*Given problem*
Lay out every line of the entries below as a Markdown table with two columns, Number and Text. Number the lines in order and leave out any blank ones.
# # #
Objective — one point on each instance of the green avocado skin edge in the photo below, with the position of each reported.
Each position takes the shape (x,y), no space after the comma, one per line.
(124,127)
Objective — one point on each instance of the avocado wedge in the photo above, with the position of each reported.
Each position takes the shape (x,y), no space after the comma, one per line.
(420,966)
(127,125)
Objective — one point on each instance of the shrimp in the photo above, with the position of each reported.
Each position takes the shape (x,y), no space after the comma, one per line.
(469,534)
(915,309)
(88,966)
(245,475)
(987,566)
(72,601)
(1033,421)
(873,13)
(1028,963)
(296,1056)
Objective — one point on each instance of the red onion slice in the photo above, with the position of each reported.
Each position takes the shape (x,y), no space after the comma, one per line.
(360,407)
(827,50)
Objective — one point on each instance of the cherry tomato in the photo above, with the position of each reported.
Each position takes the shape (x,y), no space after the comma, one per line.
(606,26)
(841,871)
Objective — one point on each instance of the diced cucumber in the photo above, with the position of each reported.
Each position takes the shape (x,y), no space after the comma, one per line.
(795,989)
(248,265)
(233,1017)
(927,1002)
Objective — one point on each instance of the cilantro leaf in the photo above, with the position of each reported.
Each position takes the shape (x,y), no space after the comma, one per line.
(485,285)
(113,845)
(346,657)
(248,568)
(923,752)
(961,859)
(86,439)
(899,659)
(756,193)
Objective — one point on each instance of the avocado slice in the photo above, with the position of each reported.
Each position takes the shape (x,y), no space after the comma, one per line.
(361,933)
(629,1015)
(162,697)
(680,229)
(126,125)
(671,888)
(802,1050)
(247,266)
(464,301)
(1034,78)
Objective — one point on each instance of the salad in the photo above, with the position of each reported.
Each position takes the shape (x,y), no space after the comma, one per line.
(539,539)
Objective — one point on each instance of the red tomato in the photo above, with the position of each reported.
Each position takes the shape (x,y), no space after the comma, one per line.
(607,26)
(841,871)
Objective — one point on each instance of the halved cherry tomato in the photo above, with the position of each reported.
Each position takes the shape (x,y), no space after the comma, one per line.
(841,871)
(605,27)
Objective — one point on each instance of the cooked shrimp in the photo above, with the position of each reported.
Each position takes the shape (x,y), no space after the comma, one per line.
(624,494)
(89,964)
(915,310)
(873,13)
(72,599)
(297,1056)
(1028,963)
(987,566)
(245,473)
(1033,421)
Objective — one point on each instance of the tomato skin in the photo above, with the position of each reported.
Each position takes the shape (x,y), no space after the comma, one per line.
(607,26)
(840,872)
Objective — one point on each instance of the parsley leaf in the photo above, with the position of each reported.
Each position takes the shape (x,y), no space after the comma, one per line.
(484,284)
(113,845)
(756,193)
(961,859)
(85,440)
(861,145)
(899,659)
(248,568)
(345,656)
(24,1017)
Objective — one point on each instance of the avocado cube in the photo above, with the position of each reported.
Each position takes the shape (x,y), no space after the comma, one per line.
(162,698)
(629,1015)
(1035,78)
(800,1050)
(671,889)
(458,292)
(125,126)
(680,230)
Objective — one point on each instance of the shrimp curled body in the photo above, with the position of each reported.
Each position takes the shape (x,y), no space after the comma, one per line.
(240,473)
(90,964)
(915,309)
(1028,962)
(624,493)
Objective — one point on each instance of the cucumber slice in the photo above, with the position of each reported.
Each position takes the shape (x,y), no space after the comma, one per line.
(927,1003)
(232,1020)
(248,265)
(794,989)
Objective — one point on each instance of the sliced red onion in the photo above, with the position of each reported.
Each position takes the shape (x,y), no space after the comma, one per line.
# # #
*The output*
| Number | Text |
|---|---|
| 1 | Objective — one point on each instance of the green avocado skin edge in the photo below, with the position of each reported. |
| 2 | Each position takes the shape (x,y), no space after the comma, one per line. |
| 3 | (124,127) |
| 4 | Objective — one point on each instance of the avocado wedge in the photo above, with the position of each reported. |
| 5 | Each position takes the shape (x,y), no space after the comma, one per line. |
| 6 | (420,966) |
| 7 | (127,125) |
| 8 | Objective — one point on each instance of the shrimp in the photo above, with the position of each reported. |
| 9 | Each position takes the shape (x,y), no space after the comma, one per line. |
| 10 | (469,534) |
| 11 | (915,309) |
| 12 | (88,966) |
| 13 | (245,475) |
| 14 | (987,566) |
| 15 | (72,601) |
| 16 | (1033,421) |
| 17 | (873,13) |
| 18 | (1028,963) |
| 19 | (296,1056) |
| 20 | Objective — one point on each instance of the red onion slice in the photo above, with the position of each reported. |
| 21 | Each position takes the shape (x,y), no space after the comma, one per line. |
| 22 | (360,407) |
| 23 | (827,50) |
| 24 | Objective — one point on each instance of the cherry tomato in the photo above, with the position of each reported. |
| 25 | Each position takes the shape (x,y), no space after the comma, one per line. |
| 26 | (606,26) |
| 27 | (841,871) |
| 28 | Objective — one point on each instance of the diced cucumber in the photo above, with the position of each reported. |
| 29 | Each position takes the shape (x,y), no space after the comma, one per line. |
| 30 | (795,989) |
| 31 | (248,265) |
| 32 | (233,1017) |
| 33 | (927,1002) |
| 34 | Objective — one point on each instance of the cilantro leaf in the photo above, with the position of each reported. |
| 35 | Each position takes the shape (x,y), no space after the comma, one per line. |
| 36 | (485,285) |
| 37 | (113,845) |
| 38 | (346,657) |
| 39 | (248,568) |
| 40 | (923,752) |
| 41 | (961,859) |
| 42 | (86,439) |
| 43 | (899,659) |
| 44 | (756,193) |
| 45 | Objective — one point on each instance of the avocado slice in the photo above, with the position of each reported. |
| 46 | Each position takes the shape (x,y), no space after the comma, one per line. |
| 47 | (361,933) |
| 48 | (629,1015) |
| 49 | (162,697) |
| 50 | (680,229) |
| 51 | (126,125) |
| 52 | (671,888) |
| 53 | (802,1050) |
| 54 | (247,266) |
| 55 | (464,301) |
| 56 | (1034,78) |
| 57 | Objective — one point on each instance of the salad in the photo above, with the position of each reported. |
| 58 | Each position takes the shape (x,y), no space after the comma, one per line. |
| 59 | (539,539) |
| 60 | Objective — one point on each instance of the red tomato in the photo above, with the position of each reported. |
| 61 | Each position takes the shape (x,y), no space after the comma, one per line. |
| 62 | (607,26) |
| 63 | (841,871) |
| 64 | Objective — one point on each instance of the halved cherry tomato in the photo above, with the position of each reported. |
| 65 | Each position takes the shape (x,y), no space after the comma, one per line. |
| 66 | (841,871) |
| 67 | (605,27) |
| 68 | Objective — one point on each instance of the cooked shrimp in the photo above, with the position of each reported. |
| 69 | Each position takes the shape (x,y), no space after the comma, one per line. |
| 70 | (624,494) |
| 71 | (89,964) |
| 72 | (915,310) |
| 73 | (873,13) |
| 74 | (72,599) |
| 75 | (297,1056) |
| 76 | (1028,963) |
| 77 | (987,566) |
| 78 | (245,473) |
| 79 | (1033,421) |
| 80 | Objective — one point on each instance of the tomato skin in the photo above, with the position of each reported. |
| 81 | Each position takes the shape (x,y), no space after the comma, one per line. |
| 82 | (607,26) |
| 83 | (840,872) |
| 84 | Objective — one point on each instance of the parsley leaf in the photo above, with the position of each reported. |
| 85 | Each position takes the shape (x,y), no space after the comma, one per line. |
| 86 | (484,284) |
| 87 | (113,845) |
| 88 | (756,193) |
| 89 | (961,859) |
| 90 | (85,440) |
| 91 | (861,145) |
| 92 | (899,659) |
| 93 | (248,568) |
| 94 | (345,656) |
| 95 | (24,1017) |
| 96 | Objective — one point on each instance of the avocado cube in the photo above, with the position of each reported. |
| 97 | Each position takes the shape (x,y), no space after the comma, one per line. |
| 98 | (162,698) |
| 99 | (629,1015) |
| 100 | (1035,78) |
| 101 | (800,1050) |
| 102 | (671,889) |
| 103 | (458,292) |
| 104 | (125,126) |
| 105 | (680,230) |
| 106 | Objective — one point on each instance of the shrimp curled body in the photo above, with the position of each reported. |
| 107 | Each position takes the shape (x,y), no space after the comma, one per line. |
| 108 | (240,473) |
| 109 | (90,964) |
| 110 | (915,309) |
| 111 | (1028,962) |
| 112 | (624,493) |
| 113 | Objective — one point on each instance of the cucumber slice in the photo above, with the position of each reported. |
| 114 | Each position takes the shape (x,y), no space after the comma, one per line. |
| 115 | (927,1003) |
| 116 | (232,1020) |
| 117 | (248,265) |
| 118 | (794,989) |
| 119 | Objective — one point on each instance of the sliced red onion in the photo above, with the position of each reported. |
| 120 | Each position takes the shape (x,y), no space after the comma, one per line. |